» **Source text**
------------------------------------------------

CPG giants and the new e-commerce formula

In May 1913, five San Francisco entrepreneurs (a banker, a wood and coal dealer, a bookkeeper, a lawyer and a miner) invested $100 each to set up the first commercial-scale liquid bleach factory in the United States, on the east side of the San Francisco Bay. The firm was first called the Electro-Alkaline Company and ran into difficult times during the first 3 years.

So, investor William Murray took over the company as General Manager. His wife, Annie Murray, saw the potential in a less-concentrated liquid bleach for home use. She built customer demand by giving away 15-ounce sample bottles at the family’s grocery store in downtown Oakland. The product was called Clorox and the rest, as they say, is history.

------------------------------------------------

» **Your goal**
Copy the Clorox history starting at "CPG giants and" and ending at "say, is history.", substituting "cleaner" for "bleach" wherever it occurs. The material that comes next has no connection to the Clorox history.

» **Records provided**
------------------------------------------------

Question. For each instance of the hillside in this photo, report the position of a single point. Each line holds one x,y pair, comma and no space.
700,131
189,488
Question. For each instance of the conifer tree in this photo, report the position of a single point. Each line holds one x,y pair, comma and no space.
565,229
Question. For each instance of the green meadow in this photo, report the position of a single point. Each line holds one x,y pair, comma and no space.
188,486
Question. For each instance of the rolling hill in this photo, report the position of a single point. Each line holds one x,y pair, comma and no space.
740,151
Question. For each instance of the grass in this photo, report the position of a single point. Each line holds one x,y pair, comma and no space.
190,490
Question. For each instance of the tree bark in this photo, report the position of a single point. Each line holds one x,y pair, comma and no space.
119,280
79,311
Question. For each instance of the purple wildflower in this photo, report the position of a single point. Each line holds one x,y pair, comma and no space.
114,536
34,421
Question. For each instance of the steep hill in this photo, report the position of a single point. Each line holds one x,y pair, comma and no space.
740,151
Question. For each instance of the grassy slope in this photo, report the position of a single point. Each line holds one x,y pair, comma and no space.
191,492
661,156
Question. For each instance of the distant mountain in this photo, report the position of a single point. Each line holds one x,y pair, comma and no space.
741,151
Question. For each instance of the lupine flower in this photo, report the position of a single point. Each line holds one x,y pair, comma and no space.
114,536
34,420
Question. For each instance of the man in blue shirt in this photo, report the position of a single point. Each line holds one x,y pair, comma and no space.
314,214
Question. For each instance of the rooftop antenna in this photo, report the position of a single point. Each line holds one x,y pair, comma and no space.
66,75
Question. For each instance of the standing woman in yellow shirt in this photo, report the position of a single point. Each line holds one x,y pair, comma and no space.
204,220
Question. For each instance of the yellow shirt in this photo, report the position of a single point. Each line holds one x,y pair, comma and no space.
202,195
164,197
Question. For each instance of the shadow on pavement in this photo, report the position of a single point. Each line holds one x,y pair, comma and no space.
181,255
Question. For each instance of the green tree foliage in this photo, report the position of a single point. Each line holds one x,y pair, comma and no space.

------------------------------------------------

» **Solution to this problem**
CPG giants and the new e-commerce formula

In May 1913, five San Francisco entrepreneurs (a banker, a wood and coal dealer, a bookkeeper, a lawyer and a miner) invested $100 each to set up the first commercial-scale liquid cleaner factory in the United States, on the east side of the San Francisco Bay. The firm was first called the Electro-Alkaline Company and ran into difficult times during the first 3 years.

So, investor William Murray took over the company as General Manager. His wife, Annie Murray, saw the potential in a less-concentrated liquid cleaner for home use. She built customer demand by giving away 15-ounce sample bottles at the family’s grocery store in downtown Oakland. The product was called Clorox and the rest, as they say, is history.